• REQUIREMENT: Give back the whole listing word for word and skip each picture.

• THE DATA:

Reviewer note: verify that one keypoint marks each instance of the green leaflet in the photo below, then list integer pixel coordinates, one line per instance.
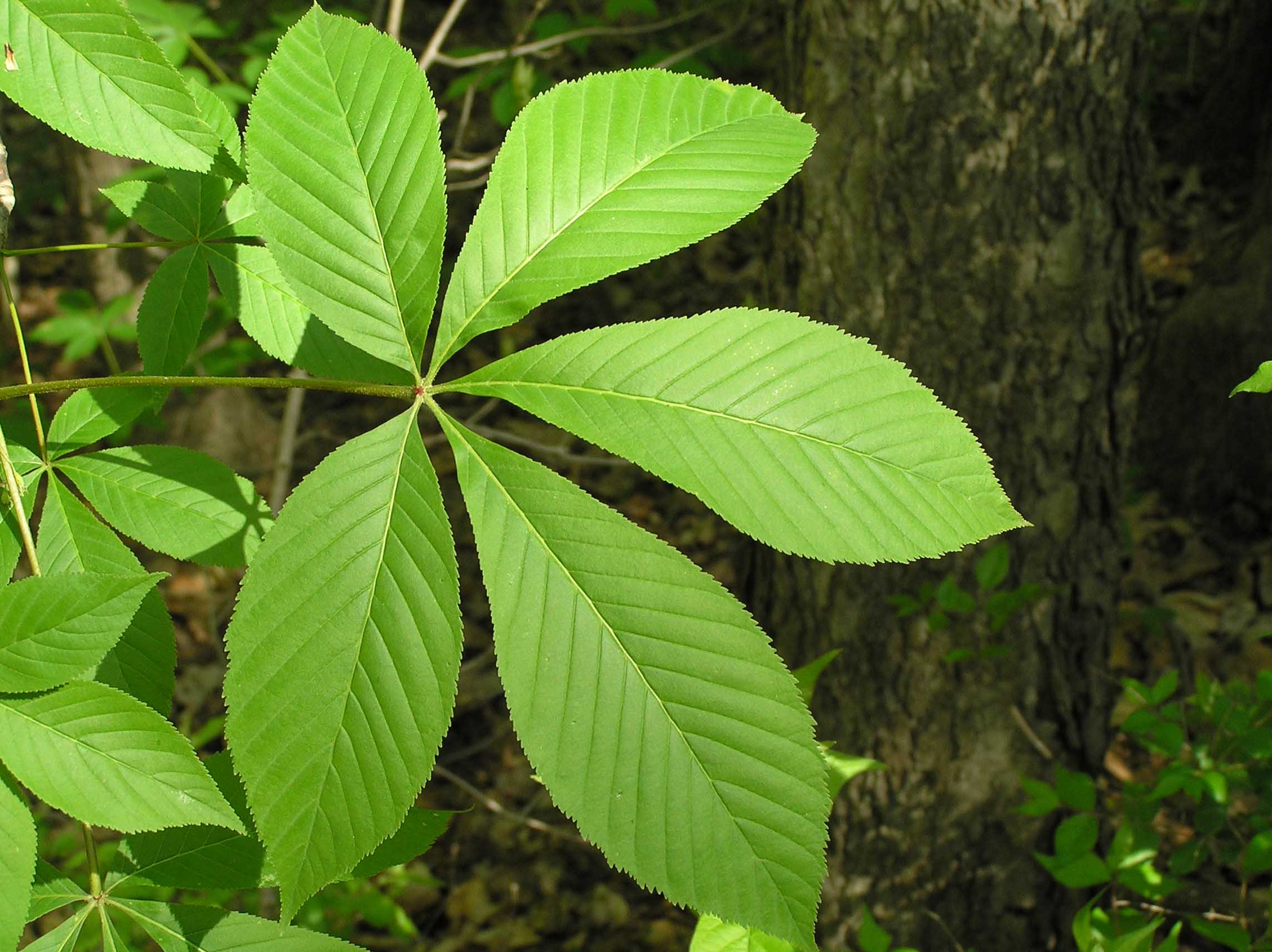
(172, 311)
(190, 928)
(173, 500)
(55, 628)
(64, 937)
(606, 173)
(345, 646)
(271, 314)
(90, 415)
(655, 711)
(803, 437)
(51, 890)
(107, 759)
(1258, 382)
(17, 861)
(91, 72)
(197, 857)
(346, 167)
(154, 206)
(714, 936)
(73, 540)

• SOLUTION TO THIS EXERCISE:
Reviewer note: verify that one keypoint marks each instance of the green leaflet in the photo below, then list integer pixel coordinates, one line per instance.
(172, 311)
(190, 928)
(173, 500)
(55, 628)
(64, 937)
(606, 173)
(345, 646)
(271, 314)
(90, 415)
(655, 711)
(803, 437)
(51, 890)
(107, 759)
(1258, 382)
(17, 861)
(91, 72)
(197, 857)
(346, 167)
(154, 206)
(714, 936)
(73, 540)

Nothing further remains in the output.